What to work on => Filter the records below, copying out each line that contains the word "curtain".
+---+
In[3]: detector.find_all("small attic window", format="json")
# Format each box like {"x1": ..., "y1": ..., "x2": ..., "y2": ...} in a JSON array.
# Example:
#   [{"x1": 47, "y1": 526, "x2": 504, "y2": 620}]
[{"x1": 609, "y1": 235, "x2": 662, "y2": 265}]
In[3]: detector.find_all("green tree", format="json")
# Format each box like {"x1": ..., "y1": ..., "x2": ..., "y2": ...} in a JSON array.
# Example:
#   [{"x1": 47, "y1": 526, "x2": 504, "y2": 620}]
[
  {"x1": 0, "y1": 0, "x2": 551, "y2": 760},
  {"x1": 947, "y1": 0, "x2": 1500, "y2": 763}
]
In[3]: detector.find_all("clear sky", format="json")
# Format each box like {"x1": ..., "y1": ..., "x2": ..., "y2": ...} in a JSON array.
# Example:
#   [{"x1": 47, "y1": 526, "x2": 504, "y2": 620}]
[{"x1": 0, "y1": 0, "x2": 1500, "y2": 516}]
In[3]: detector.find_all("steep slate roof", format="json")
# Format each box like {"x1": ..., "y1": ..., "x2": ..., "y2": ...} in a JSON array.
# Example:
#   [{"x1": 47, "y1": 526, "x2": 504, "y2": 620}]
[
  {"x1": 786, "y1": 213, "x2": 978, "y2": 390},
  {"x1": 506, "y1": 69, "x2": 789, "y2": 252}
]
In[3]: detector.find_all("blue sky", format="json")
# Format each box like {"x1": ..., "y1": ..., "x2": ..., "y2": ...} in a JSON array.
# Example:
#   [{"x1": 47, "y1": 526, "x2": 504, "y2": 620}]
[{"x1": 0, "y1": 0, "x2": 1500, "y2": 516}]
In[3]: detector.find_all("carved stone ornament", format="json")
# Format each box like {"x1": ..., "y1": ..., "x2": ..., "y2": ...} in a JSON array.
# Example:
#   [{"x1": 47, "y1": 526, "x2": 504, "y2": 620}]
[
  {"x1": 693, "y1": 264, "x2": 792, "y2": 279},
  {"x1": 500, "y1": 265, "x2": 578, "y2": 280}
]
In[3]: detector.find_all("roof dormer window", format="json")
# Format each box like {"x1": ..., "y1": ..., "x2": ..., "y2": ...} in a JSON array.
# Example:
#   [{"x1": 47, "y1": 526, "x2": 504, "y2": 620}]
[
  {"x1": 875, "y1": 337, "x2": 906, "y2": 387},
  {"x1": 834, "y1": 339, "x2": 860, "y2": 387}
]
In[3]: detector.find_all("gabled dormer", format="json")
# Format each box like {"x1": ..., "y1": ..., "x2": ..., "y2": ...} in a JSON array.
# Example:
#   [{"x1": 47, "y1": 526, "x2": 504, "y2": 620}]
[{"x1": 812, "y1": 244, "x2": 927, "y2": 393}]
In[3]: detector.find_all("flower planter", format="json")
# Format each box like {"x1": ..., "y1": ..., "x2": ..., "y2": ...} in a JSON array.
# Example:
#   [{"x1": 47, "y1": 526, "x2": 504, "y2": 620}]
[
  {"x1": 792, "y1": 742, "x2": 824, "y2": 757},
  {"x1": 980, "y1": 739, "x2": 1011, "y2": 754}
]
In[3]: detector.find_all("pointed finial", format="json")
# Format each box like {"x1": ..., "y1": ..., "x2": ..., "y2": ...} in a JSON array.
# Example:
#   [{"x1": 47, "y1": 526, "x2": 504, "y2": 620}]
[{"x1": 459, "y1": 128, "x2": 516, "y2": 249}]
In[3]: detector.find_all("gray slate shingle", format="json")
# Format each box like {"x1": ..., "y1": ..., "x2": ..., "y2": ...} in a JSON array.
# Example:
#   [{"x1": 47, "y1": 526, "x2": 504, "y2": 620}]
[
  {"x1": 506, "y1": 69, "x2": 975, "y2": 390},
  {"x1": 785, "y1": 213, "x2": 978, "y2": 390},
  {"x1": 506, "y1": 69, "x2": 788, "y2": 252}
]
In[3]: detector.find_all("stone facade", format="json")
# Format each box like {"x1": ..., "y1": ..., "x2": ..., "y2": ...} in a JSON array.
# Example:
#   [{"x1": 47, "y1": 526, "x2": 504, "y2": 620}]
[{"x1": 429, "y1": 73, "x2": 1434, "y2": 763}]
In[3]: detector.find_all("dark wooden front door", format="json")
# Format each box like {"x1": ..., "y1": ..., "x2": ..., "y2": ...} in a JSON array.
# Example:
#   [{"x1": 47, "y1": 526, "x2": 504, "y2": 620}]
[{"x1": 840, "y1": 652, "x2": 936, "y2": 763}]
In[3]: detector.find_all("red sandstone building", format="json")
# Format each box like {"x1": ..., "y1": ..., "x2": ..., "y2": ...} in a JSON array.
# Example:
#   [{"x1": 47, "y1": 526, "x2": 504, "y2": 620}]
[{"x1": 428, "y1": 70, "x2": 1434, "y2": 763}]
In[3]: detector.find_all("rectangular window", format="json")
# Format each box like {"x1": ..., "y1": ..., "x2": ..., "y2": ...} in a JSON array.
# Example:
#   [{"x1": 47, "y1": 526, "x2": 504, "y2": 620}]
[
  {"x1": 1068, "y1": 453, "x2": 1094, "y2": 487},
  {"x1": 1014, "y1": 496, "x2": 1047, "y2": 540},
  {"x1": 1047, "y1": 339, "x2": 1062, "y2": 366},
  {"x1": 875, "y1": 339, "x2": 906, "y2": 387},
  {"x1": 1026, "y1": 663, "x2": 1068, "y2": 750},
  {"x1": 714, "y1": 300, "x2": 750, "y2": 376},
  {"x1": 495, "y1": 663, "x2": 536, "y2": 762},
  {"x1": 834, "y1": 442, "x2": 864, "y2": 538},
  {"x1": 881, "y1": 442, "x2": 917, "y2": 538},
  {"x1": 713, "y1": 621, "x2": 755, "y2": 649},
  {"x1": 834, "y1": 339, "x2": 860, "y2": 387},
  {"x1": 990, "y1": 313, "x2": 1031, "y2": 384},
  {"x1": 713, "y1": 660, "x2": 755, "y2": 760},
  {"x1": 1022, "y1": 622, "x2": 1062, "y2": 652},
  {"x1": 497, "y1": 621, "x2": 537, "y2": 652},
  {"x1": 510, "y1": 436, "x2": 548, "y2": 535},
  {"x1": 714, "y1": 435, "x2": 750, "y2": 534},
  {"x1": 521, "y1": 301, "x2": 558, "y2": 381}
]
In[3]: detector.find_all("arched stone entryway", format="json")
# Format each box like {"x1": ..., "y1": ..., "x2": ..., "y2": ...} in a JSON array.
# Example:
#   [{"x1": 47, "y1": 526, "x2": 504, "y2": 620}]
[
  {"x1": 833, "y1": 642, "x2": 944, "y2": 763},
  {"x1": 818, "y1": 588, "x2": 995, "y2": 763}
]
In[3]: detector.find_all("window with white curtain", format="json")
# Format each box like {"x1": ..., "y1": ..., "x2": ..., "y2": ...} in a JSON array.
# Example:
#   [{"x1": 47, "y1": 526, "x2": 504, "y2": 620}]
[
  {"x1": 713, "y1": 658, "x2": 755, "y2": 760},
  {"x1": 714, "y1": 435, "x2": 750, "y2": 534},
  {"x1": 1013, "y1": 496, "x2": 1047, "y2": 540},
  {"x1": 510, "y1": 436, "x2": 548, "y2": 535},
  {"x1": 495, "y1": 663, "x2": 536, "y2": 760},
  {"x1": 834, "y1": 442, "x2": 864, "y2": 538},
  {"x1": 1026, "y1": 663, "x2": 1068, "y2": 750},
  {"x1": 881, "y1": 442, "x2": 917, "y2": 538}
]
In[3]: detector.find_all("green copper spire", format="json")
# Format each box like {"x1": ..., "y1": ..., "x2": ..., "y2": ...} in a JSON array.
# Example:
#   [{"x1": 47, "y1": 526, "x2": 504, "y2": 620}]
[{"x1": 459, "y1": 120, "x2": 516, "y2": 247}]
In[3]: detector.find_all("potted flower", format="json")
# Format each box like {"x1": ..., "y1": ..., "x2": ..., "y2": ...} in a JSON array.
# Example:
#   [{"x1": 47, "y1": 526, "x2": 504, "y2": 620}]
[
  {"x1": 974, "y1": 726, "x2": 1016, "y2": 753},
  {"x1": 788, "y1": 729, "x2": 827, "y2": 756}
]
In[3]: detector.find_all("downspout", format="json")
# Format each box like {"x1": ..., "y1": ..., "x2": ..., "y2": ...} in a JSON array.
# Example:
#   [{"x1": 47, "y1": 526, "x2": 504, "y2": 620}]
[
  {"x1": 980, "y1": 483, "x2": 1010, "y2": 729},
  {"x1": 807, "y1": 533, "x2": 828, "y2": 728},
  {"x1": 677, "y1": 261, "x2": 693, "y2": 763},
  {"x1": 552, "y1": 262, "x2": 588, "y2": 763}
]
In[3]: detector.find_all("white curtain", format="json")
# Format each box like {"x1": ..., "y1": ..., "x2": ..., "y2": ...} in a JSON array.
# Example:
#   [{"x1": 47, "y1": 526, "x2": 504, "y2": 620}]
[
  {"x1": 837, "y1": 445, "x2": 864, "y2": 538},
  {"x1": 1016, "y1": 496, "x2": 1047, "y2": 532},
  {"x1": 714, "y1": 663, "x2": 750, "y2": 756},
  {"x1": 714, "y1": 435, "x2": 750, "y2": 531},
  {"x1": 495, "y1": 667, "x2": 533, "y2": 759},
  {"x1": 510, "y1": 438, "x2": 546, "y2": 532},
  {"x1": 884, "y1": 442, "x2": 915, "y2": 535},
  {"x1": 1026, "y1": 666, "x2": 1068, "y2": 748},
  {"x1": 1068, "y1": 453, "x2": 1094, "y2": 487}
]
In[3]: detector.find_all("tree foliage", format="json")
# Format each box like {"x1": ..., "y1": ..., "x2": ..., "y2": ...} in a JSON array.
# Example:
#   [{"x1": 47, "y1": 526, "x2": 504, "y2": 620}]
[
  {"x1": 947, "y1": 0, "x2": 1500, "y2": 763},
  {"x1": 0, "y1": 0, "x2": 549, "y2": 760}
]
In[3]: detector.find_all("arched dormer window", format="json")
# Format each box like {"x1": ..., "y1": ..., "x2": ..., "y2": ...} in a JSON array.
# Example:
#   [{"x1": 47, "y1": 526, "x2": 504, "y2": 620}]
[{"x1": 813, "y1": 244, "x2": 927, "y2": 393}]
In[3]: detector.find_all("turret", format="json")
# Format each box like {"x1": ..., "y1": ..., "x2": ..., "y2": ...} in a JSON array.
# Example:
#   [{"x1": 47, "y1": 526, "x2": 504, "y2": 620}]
+---+
Task result =>
In[3]: detector.find_all("window with white curtain", format="json")
In[3]: detector.find_all("white curtain", format="json")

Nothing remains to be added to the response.